(Source data):

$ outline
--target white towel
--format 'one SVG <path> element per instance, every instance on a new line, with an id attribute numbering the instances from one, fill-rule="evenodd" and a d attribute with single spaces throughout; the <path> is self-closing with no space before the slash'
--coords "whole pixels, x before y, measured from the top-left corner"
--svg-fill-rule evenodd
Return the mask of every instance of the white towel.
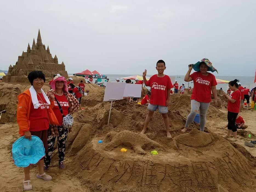
<path id="1" fill-rule="evenodd" d="M 32 100 L 32 103 L 33 103 L 33 105 L 34 106 L 34 108 L 38 109 L 39 107 L 39 103 L 38 102 L 38 99 L 37 99 L 36 92 L 33 85 L 29 88 L 29 92 L 30 92 L 30 94 L 31 95 L 31 100 Z M 42 89 L 41 89 L 41 92 L 43 94 L 44 98 L 46 102 L 47 105 L 50 105 L 51 103 L 50 102 L 50 100 L 49 100 L 48 97 L 47 97 Z"/>

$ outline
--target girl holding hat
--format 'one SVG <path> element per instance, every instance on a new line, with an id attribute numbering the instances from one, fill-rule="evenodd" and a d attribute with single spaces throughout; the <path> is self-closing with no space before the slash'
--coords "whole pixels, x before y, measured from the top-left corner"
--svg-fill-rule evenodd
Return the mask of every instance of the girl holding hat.
<path id="1" fill-rule="evenodd" d="M 192 68 L 196 72 L 190 74 Z M 214 76 L 207 71 L 218 72 L 212 66 L 212 63 L 207 59 L 204 58 L 194 64 L 189 65 L 189 70 L 184 78 L 188 82 L 194 82 L 194 88 L 191 95 L 191 111 L 188 116 L 185 127 L 181 130 L 185 132 L 189 125 L 193 122 L 197 114 L 200 114 L 200 130 L 203 131 L 206 121 L 206 115 L 210 102 L 211 101 L 212 92 L 214 98 L 214 104 L 217 106 L 217 82 Z"/>
<path id="2" fill-rule="evenodd" d="M 25 138 L 30 140 L 32 135 L 38 137 L 42 142 L 46 152 L 48 147 L 47 134 L 49 124 L 58 123 L 53 112 L 54 95 L 48 91 L 48 98 L 42 89 L 45 82 L 44 75 L 42 71 L 32 71 L 29 74 L 28 78 L 32 86 L 18 96 L 17 120 L 19 128 L 19 133 L 21 136 L 24 136 Z M 42 157 L 37 163 L 38 170 L 36 177 L 50 181 L 52 177 L 44 172 L 43 158 Z M 25 190 L 30 190 L 32 188 L 30 170 L 30 165 L 24 167 L 25 178 L 23 184 Z"/>
<path id="3" fill-rule="evenodd" d="M 65 77 L 60 75 L 55 77 L 51 83 L 51 86 L 53 90 L 52 92 L 54 96 L 53 111 L 58 120 L 58 123 L 56 127 L 55 127 L 54 131 L 48 132 L 48 150 L 44 157 L 45 170 L 49 168 L 56 136 L 57 136 L 59 167 L 62 169 L 66 168 L 63 162 L 66 149 L 66 142 L 68 132 L 71 132 L 72 128 L 71 128 L 68 130 L 63 127 L 62 126 L 63 117 L 68 114 L 73 114 L 74 111 L 78 109 L 79 105 L 77 100 L 69 92 L 67 85 L 67 82 Z M 59 104 L 62 109 L 62 114 Z"/>

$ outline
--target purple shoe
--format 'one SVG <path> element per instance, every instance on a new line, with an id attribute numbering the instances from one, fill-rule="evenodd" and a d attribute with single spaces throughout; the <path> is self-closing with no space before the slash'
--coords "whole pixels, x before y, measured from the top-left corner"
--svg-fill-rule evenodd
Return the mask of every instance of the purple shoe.
<path id="1" fill-rule="evenodd" d="M 66 166 L 63 164 L 59 164 L 59 167 L 61 169 L 66 169 Z"/>

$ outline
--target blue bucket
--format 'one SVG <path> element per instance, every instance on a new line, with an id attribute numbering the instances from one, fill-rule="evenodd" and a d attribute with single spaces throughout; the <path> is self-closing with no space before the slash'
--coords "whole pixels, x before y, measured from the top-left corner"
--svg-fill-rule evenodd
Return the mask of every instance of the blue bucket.
<path id="1" fill-rule="evenodd" d="M 198 123 L 199 123 L 200 122 L 200 118 L 199 116 L 199 114 L 197 114 L 197 115 L 194 118 L 194 121 Z"/>

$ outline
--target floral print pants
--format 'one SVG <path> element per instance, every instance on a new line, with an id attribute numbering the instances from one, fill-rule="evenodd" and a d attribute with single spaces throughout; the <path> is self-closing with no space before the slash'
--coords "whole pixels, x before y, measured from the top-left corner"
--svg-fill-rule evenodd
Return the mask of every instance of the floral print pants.
<path id="1" fill-rule="evenodd" d="M 65 155 L 65 151 L 66 150 L 66 142 L 67 141 L 67 138 L 68 130 L 64 129 L 62 126 L 58 126 L 57 128 L 59 133 L 59 136 L 57 137 L 58 152 L 59 154 L 59 164 L 63 164 Z M 50 131 L 48 131 L 47 139 L 48 151 L 44 156 L 44 161 L 45 166 L 49 166 L 50 165 L 56 139 L 56 136 L 51 135 Z"/>

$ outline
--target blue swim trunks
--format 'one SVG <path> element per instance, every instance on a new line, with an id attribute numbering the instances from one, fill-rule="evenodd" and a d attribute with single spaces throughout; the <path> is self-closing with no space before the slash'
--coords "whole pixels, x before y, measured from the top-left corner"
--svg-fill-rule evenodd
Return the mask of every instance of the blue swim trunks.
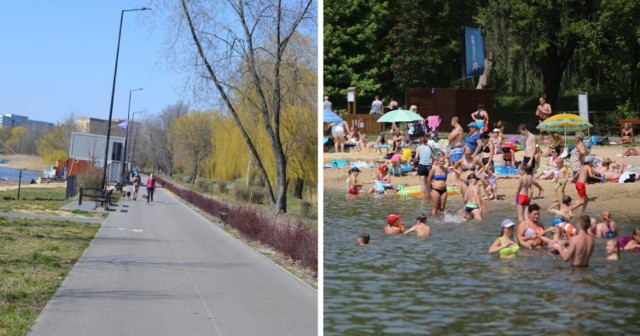
<path id="1" fill-rule="evenodd" d="M 451 161 L 451 163 L 453 164 L 456 161 L 459 161 L 460 159 L 462 159 L 463 155 L 464 155 L 464 148 L 462 148 L 462 146 L 453 147 L 449 152 L 449 161 Z"/>

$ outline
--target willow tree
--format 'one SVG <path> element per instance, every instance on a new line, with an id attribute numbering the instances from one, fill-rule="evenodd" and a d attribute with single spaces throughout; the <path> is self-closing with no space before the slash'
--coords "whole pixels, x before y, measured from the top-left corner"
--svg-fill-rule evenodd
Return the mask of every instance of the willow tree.
<path id="1" fill-rule="evenodd" d="M 76 130 L 76 116 L 71 113 L 65 119 L 46 132 L 38 141 L 38 155 L 49 162 L 65 160 L 71 148 L 71 133 Z"/>
<path id="2" fill-rule="evenodd" d="M 284 67 L 296 66 L 283 59 L 292 37 L 302 30 L 305 21 L 312 21 L 309 33 L 315 34 L 313 3 L 313 0 L 182 0 L 180 3 L 197 53 L 196 70 L 210 81 L 226 111 L 233 117 L 255 159 L 275 213 L 287 211 L 287 159 L 280 130 L 282 100 L 286 93 L 282 90 L 280 74 Z M 268 66 L 261 66 L 262 62 L 259 65 L 258 59 L 268 60 Z M 238 98 L 244 92 L 236 84 L 241 82 L 239 77 L 242 76 L 251 79 L 257 92 L 251 111 L 256 118 L 261 118 L 275 158 L 275 184 L 269 181 L 255 140 L 239 117 Z"/>
<path id="3" fill-rule="evenodd" d="M 176 161 L 189 171 L 189 183 L 198 177 L 198 169 L 211 154 L 213 115 L 207 112 L 191 112 L 178 117 L 169 132 L 169 143 L 174 149 Z"/>

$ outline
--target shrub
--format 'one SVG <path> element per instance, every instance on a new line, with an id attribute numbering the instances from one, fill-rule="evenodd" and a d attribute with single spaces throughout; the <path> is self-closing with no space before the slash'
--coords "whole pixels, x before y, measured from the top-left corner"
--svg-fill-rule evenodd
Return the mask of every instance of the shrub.
<path id="1" fill-rule="evenodd" d="M 302 221 L 291 224 L 279 220 L 278 217 L 266 217 L 252 209 L 228 204 L 160 176 L 156 179 L 167 190 L 211 216 L 220 217 L 220 212 L 227 213 L 225 224 L 233 227 L 243 236 L 271 246 L 294 261 L 300 262 L 302 266 L 314 272 L 318 271 L 317 231 L 305 228 Z"/>
<path id="2" fill-rule="evenodd" d="M 312 218 L 311 209 L 312 209 L 311 202 L 302 201 L 300 203 L 300 216 L 305 218 Z"/>
<path id="3" fill-rule="evenodd" d="M 218 182 L 218 191 L 223 195 L 228 194 L 229 193 L 229 184 L 227 182 L 224 182 L 224 181 Z"/>

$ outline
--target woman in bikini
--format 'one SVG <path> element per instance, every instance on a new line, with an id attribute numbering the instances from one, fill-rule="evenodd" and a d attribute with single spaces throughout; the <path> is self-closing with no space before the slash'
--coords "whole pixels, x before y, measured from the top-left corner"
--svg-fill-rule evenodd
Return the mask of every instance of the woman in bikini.
<path id="1" fill-rule="evenodd" d="M 623 144 L 636 142 L 635 137 L 633 136 L 633 127 L 631 127 L 631 124 L 624 124 L 624 127 L 620 130 L 620 138 Z"/>
<path id="2" fill-rule="evenodd" d="M 510 219 L 502 221 L 502 228 L 500 229 L 500 236 L 489 247 L 489 254 L 498 252 L 500 259 L 513 259 L 518 255 L 520 246 L 515 239 L 515 223 Z"/>
<path id="3" fill-rule="evenodd" d="M 471 151 L 471 148 L 465 147 L 464 157 L 456 161 L 456 163 L 453 166 L 453 170 L 456 172 L 456 175 L 458 175 L 459 180 L 462 181 L 462 183 L 460 184 L 460 188 L 462 191 L 462 197 L 466 202 L 467 201 L 466 191 L 467 191 L 467 186 L 469 185 L 467 181 L 467 177 L 471 174 L 477 175 L 483 172 L 484 165 L 482 164 L 482 161 L 480 161 L 480 159 L 475 158 L 473 156 L 473 152 Z"/>
<path id="4" fill-rule="evenodd" d="M 478 104 L 478 110 L 471 113 L 471 118 L 478 124 L 478 131 L 486 131 L 487 125 L 489 125 L 489 114 L 484 109 L 484 104 Z"/>
<path id="5" fill-rule="evenodd" d="M 490 136 L 488 132 L 482 133 L 480 135 L 480 146 L 476 148 L 476 153 L 474 153 L 474 156 L 480 154 L 480 161 L 482 161 L 482 165 L 485 167 L 485 169 L 489 166 L 493 166 L 493 155 L 496 152 L 496 147 L 491 141 L 489 141 L 489 139 Z M 487 179 L 487 174 L 483 173 L 479 174 L 478 176 L 480 176 L 480 181 L 482 181 L 482 189 L 485 190 L 484 199 L 489 199 L 491 195 L 489 192 L 487 192 L 487 188 L 490 186 L 489 180 Z"/>
<path id="6" fill-rule="evenodd" d="M 529 215 L 518 224 L 518 242 L 520 246 L 534 249 L 542 247 L 549 238 L 543 236 L 544 227 L 540 222 L 540 206 L 538 204 L 529 205 Z"/>
<path id="7" fill-rule="evenodd" d="M 500 133 L 499 129 L 493 129 L 493 132 L 491 132 L 490 141 L 493 144 L 493 147 L 496 149 L 495 154 L 502 154 L 502 133 Z"/>
<path id="8" fill-rule="evenodd" d="M 447 203 L 447 167 L 445 159 L 439 156 L 436 164 L 433 165 L 427 183 L 431 185 L 431 214 L 435 215 L 438 211 L 444 213 L 444 206 Z"/>

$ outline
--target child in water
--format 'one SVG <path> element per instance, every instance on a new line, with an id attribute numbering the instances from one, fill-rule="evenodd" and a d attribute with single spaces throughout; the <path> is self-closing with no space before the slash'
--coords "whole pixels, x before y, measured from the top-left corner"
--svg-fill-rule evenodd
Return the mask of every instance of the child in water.
<path id="1" fill-rule="evenodd" d="M 356 241 L 356 245 L 358 246 L 369 246 L 370 236 L 367 233 L 361 233 L 358 236 L 358 240 Z"/>
<path id="2" fill-rule="evenodd" d="M 605 251 L 607 251 L 607 260 L 620 259 L 620 246 L 618 245 L 618 241 L 616 239 L 607 240 Z"/>
<path id="3" fill-rule="evenodd" d="M 404 231 L 404 223 L 400 221 L 402 215 L 391 214 L 387 217 L 387 226 L 384 227 L 385 234 L 398 234 Z"/>
<path id="4" fill-rule="evenodd" d="M 431 228 L 427 225 L 427 215 L 421 214 L 416 218 L 416 225 L 412 226 L 409 230 L 405 231 L 404 234 L 409 234 L 413 231 L 416 232 L 416 237 L 425 238 L 431 236 Z"/>

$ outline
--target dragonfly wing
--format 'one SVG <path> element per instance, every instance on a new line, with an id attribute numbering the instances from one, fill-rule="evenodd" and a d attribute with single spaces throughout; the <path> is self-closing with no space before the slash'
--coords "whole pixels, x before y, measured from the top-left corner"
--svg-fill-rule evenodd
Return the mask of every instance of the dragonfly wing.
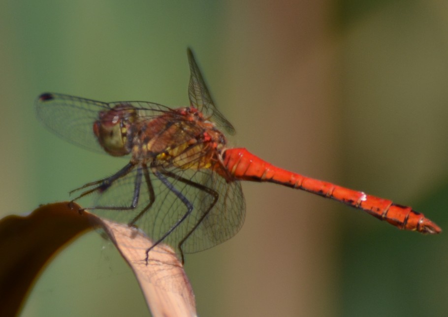
<path id="1" fill-rule="evenodd" d="M 104 153 L 93 132 L 100 111 L 109 110 L 105 102 L 60 94 L 45 93 L 35 101 L 37 117 L 52 132 L 85 148 Z"/>
<path id="2" fill-rule="evenodd" d="M 229 133 L 235 133 L 231 124 L 226 119 L 215 106 L 201 71 L 194 60 L 192 50 L 187 50 L 190 63 L 190 80 L 188 86 L 188 95 L 190 102 L 206 116 L 211 116 L 218 128 L 224 127 Z"/>
<path id="3" fill-rule="evenodd" d="M 169 109 L 161 105 L 145 101 L 102 102 L 66 95 L 46 93 L 35 101 L 37 117 L 52 132 L 63 139 L 82 148 L 104 153 L 93 132 L 94 123 L 100 111 L 115 106 L 128 105 L 138 110 L 141 120 L 160 115 Z"/>
<path id="4" fill-rule="evenodd" d="M 196 210 L 191 221 L 197 222 L 203 216 L 203 219 L 182 245 L 182 250 L 186 253 L 201 251 L 230 239 L 241 229 L 246 214 L 239 182 L 227 182 L 210 170 L 201 172 L 197 176 L 202 178 L 202 185 L 214 190 L 219 197 L 209 211 L 213 196 L 201 191 L 194 198 Z"/>

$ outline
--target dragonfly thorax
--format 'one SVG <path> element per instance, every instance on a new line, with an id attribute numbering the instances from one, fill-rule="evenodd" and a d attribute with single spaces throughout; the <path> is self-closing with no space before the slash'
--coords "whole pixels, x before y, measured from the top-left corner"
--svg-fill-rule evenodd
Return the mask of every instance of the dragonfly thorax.
<path id="1" fill-rule="evenodd" d="M 113 156 L 130 153 L 134 134 L 132 127 L 136 117 L 136 110 L 126 104 L 99 112 L 99 119 L 94 124 L 94 133 L 104 151 Z"/>

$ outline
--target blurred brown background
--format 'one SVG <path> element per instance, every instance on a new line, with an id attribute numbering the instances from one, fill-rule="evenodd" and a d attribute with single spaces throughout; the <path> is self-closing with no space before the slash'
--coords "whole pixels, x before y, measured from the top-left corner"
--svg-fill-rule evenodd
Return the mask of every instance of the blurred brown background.
<path id="1" fill-rule="evenodd" d="M 0 215 L 67 199 L 126 163 L 47 131 L 37 96 L 184 105 L 190 46 L 237 129 L 232 145 L 447 230 L 447 21 L 440 0 L 2 1 Z M 448 313 L 446 233 L 400 232 L 272 184 L 243 190 L 241 231 L 186 257 L 199 316 Z M 77 240 L 23 316 L 145 316 L 114 252 L 96 232 Z"/>

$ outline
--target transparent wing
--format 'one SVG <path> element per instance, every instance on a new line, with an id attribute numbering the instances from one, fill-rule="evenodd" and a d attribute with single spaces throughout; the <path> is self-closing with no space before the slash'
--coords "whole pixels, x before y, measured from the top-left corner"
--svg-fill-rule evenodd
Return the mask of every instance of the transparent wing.
<path id="1" fill-rule="evenodd" d="M 66 95 L 47 93 L 35 101 L 37 117 L 51 131 L 63 139 L 81 147 L 105 153 L 93 132 L 94 123 L 100 111 L 109 110 L 119 104 L 139 109 L 142 120 L 160 115 L 168 108 L 144 101 L 102 102 Z"/>
<path id="2" fill-rule="evenodd" d="M 231 124 L 215 106 L 201 74 L 201 71 L 194 60 L 193 53 L 190 48 L 188 49 L 187 53 L 190 69 L 190 84 L 188 86 L 188 95 L 190 102 L 206 116 L 211 116 L 218 128 L 224 128 L 229 134 L 234 134 L 235 129 Z"/>
<path id="3" fill-rule="evenodd" d="M 122 223 L 129 223 L 150 202 L 151 189 L 154 190 L 155 200 L 135 224 L 154 241 L 168 232 L 187 212 L 186 205 L 173 191 L 162 183 L 147 169 L 150 183 L 146 182 L 142 167 L 136 167 L 130 172 L 116 181 L 105 190 L 95 192 L 93 200 L 80 200 L 81 205 L 88 206 L 127 207 L 131 204 L 136 180 L 140 179 L 138 204 L 129 210 L 93 209 L 98 216 Z M 140 170 L 139 171 L 139 169 Z M 201 251 L 219 244 L 233 237 L 240 229 L 244 221 L 245 204 L 239 182 L 227 182 L 209 169 L 199 171 L 173 169 L 175 178 L 167 177 L 172 187 L 179 191 L 193 206 L 191 214 L 168 236 L 163 243 L 177 249 L 179 244 L 192 230 L 192 233 L 182 245 L 186 253 Z M 139 179 L 138 173 L 143 174 Z M 218 201 L 212 206 L 214 197 L 197 187 L 183 182 L 181 179 L 206 187 L 218 195 Z M 199 223 L 198 225 L 198 223 Z"/>

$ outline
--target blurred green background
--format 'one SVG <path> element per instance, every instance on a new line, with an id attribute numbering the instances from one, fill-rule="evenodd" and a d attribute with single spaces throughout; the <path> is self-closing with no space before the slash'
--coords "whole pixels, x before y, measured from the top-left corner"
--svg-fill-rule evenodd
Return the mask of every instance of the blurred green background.
<path id="1" fill-rule="evenodd" d="M 0 215 L 66 200 L 126 163 L 46 130 L 37 96 L 185 105 L 189 46 L 237 130 L 232 145 L 411 205 L 447 230 L 447 21 L 440 0 L 3 0 Z M 243 190 L 241 231 L 186 257 L 199 316 L 448 314 L 446 232 L 401 232 L 272 184 Z M 147 314 L 96 232 L 55 257 L 23 312 Z"/>

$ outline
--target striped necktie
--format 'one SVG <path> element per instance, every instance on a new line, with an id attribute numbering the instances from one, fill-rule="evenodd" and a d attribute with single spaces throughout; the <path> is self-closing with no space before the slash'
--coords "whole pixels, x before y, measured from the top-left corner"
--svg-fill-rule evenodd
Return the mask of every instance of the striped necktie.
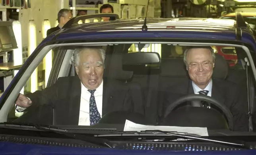
<path id="1" fill-rule="evenodd" d="M 207 96 L 209 93 L 209 91 L 206 90 L 204 90 L 203 91 L 199 91 L 198 93 L 199 93 L 199 94 Z M 210 106 L 210 104 L 209 103 L 208 103 L 207 102 L 205 101 L 202 101 L 201 102 L 203 107 L 207 108 L 209 109 L 211 108 L 211 106 Z"/>
<path id="2" fill-rule="evenodd" d="M 94 90 L 88 90 L 88 91 L 91 93 L 91 97 L 90 97 L 90 125 L 93 125 L 97 123 L 101 119 L 101 115 L 99 114 L 97 106 L 96 104 L 95 97 L 94 97 L 94 92 L 96 91 Z"/>

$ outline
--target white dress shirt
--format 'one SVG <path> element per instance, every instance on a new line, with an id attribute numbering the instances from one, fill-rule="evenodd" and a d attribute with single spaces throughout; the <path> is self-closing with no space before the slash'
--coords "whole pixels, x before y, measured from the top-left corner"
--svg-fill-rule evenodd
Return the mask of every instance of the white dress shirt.
<path id="1" fill-rule="evenodd" d="M 192 86 L 193 86 L 193 89 L 194 89 L 194 93 L 195 94 L 199 94 L 199 91 L 208 91 L 209 92 L 207 94 L 207 96 L 211 96 L 211 88 L 212 88 L 212 80 L 211 79 L 211 81 L 209 83 L 207 86 L 204 89 L 202 89 L 201 88 L 199 88 L 198 86 L 196 85 L 196 84 L 193 81 L 192 81 Z"/>
<path id="2" fill-rule="evenodd" d="M 81 95 L 80 101 L 80 111 L 78 125 L 90 125 L 90 97 L 91 93 L 81 83 Z M 102 96 L 103 95 L 103 81 L 96 89 L 94 97 L 97 109 L 102 117 Z"/>
<path id="3" fill-rule="evenodd" d="M 198 86 L 196 85 L 196 84 L 193 81 L 192 81 L 192 86 L 193 86 L 193 89 L 194 89 L 194 93 L 195 94 L 199 94 L 199 91 L 208 91 L 209 92 L 207 94 L 207 96 L 211 96 L 211 88 L 212 88 L 212 80 L 211 79 L 211 81 L 209 83 L 207 86 L 204 89 L 202 89 L 201 88 L 199 88 Z M 207 108 L 211 109 L 210 104 L 208 104 L 207 106 Z"/>

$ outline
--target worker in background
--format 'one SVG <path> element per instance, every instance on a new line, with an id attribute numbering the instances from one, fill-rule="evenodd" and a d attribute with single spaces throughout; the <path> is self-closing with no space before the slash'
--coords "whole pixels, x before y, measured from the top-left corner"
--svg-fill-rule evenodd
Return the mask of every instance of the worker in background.
<path id="1" fill-rule="evenodd" d="M 79 10 L 78 11 L 78 14 L 76 15 L 77 16 L 80 16 L 80 15 L 87 15 L 87 10 Z M 83 23 L 85 23 L 85 20 L 82 20 L 82 21 Z"/>
<path id="2" fill-rule="evenodd" d="M 105 4 L 101 7 L 99 9 L 99 12 L 101 13 L 113 13 L 114 9 L 111 5 Z M 102 19 L 104 21 L 109 21 L 109 17 L 102 17 Z"/>
<path id="3" fill-rule="evenodd" d="M 72 13 L 69 9 L 62 9 L 59 11 L 58 13 L 58 22 L 59 24 L 55 27 L 51 28 L 47 30 L 46 35 L 48 36 L 51 34 L 60 29 L 62 27 L 69 21 L 72 17 Z M 54 64 L 55 61 L 56 55 L 57 55 L 58 49 L 55 49 L 52 50 L 52 64 Z"/>
<path id="4" fill-rule="evenodd" d="M 10 18 L 10 16 L 11 16 L 11 15 L 12 13 L 11 13 L 12 11 L 12 9 L 7 9 L 6 10 L 6 21 L 15 21 L 16 20 L 15 19 L 12 19 Z M 1 16 L 2 17 L 2 14 L 1 13 Z M 0 19 L 0 21 L 2 21 L 2 20 L 1 19 Z"/>
<path id="5" fill-rule="evenodd" d="M 67 23 L 72 17 L 72 13 L 69 9 L 62 9 L 58 13 L 58 22 L 59 24 L 55 27 L 51 28 L 47 30 L 47 36 L 54 32 L 60 30 Z"/>

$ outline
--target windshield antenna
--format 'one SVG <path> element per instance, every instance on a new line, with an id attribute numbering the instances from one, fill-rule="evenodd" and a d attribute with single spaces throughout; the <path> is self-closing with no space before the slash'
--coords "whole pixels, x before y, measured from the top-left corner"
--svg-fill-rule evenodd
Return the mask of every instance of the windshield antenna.
<path id="1" fill-rule="evenodd" d="M 147 11 L 146 11 L 146 17 L 145 17 L 145 20 L 144 20 L 144 24 L 142 26 L 142 31 L 147 31 L 147 9 L 148 9 L 148 6 L 149 4 L 149 0 L 147 0 Z"/>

(What is required): Which lines of the records above contain the word "shoe"? Gather each of them and copy it out in full.

(Result below):
--target purple shoe
Return the mask of every instance of the purple shoe.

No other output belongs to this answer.